**** AUSZÜGE DER DATENSÄTZE
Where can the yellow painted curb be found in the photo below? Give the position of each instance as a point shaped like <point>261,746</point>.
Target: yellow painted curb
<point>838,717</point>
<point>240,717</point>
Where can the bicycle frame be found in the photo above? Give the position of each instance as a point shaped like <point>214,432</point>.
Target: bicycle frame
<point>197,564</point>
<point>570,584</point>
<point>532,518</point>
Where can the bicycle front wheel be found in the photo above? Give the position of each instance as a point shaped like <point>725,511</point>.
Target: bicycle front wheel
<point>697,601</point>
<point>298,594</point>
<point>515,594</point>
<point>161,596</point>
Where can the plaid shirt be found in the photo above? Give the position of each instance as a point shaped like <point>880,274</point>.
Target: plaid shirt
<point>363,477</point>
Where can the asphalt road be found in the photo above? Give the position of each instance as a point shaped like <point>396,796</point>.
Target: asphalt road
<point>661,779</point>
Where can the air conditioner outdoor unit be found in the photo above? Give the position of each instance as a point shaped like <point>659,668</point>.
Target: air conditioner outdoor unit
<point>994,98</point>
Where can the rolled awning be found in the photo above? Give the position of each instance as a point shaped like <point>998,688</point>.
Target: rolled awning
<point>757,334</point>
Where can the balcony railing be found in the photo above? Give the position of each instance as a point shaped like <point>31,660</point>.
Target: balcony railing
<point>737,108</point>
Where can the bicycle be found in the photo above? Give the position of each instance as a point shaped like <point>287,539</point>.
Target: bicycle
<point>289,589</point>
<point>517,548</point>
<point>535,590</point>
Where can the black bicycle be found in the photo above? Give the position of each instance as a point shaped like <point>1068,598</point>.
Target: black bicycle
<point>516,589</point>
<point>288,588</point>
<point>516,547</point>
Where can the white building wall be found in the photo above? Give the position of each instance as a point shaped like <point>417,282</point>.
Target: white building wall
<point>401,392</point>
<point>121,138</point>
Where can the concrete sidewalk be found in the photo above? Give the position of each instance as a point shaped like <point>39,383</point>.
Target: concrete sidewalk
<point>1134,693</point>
********
KURZE AUFGABE - Schreibe alle Zeilen oben unverändert und vollständig ab.

ERGEBNIS -
Where can the yellow painted curb be found in the photo below? Give the position of each instance as a point shaped like <point>261,746</point>.
Target: yellow painted curb
<point>838,717</point>
<point>240,717</point>
Where can the bicycle frame be found in the photo above? Give the position of each instance as a point shaped like <point>214,432</point>.
Target: bicycle frame
<point>197,564</point>
<point>570,584</point>
<point>532,518</point>
Where can the bicycle front wheel be found in the photo above? Give the position of each instance as a point shaped like <point>725,511</point>.
Target: bicycle front wheel
<point>697,601</point>
<point>298,594</point>
<point>515,594</point>
<point>161,596</point>
Where can the plaid shirt be found in the photo above? Give the position of each instance as a point shaped like <point>880,274</point>.
Target: plaid shirt
<point>363,477</point>
Where can the asphalt road be found in the photo above? Give the position of each instance as a point shaped like <point>396,796</point>.
Target: asphalt road
<point>661,779</point>
Where can the air conditioner outdoor unit be found in the photo above? Give the position of each instance as a point shaped like <point>659,668</point>.
Target: air conditioner outdoor unit
<point>994,98</point>
Where can the rolled awning be found in the photo above? Give the position of each instance as a point shaped like <point>998,688</point>.
Target: rolled awning
<point>757,334</point>
Where can the balcony railing be found in the photo above? Give the position of each instance as a point shaped like <point>31,660</point>.
Target: balcony railing
<point>737,108</point>
Where can the bicycle be found in the photo above? Give the position of each instance as a point shaped like <point>287,539</point>.
Target: bicycle
<point>289,589</point>
<point>517,548</point>
<point>535,590</point>
Where can the black bicycle be found in the photo above? Give the position of each instance as a point shaped like <point>1068,598</point>.
Target: black bicycle
<point>516,589</point>
<point>288,588</point>
<point>516,547</point>
Where can the white building wall be found in the photo above? Give the position of each instance as a point shaped like <point>417,282</point>.
Target: white building wall
<point>401,392</point>
<point>121,138</point>
Where can the concrete sidewalk be found in the photo above? Give the position of each instance as a point shaped like <point>39,383</point>.
Target: concrete sidewalk
<point>1134,693</point>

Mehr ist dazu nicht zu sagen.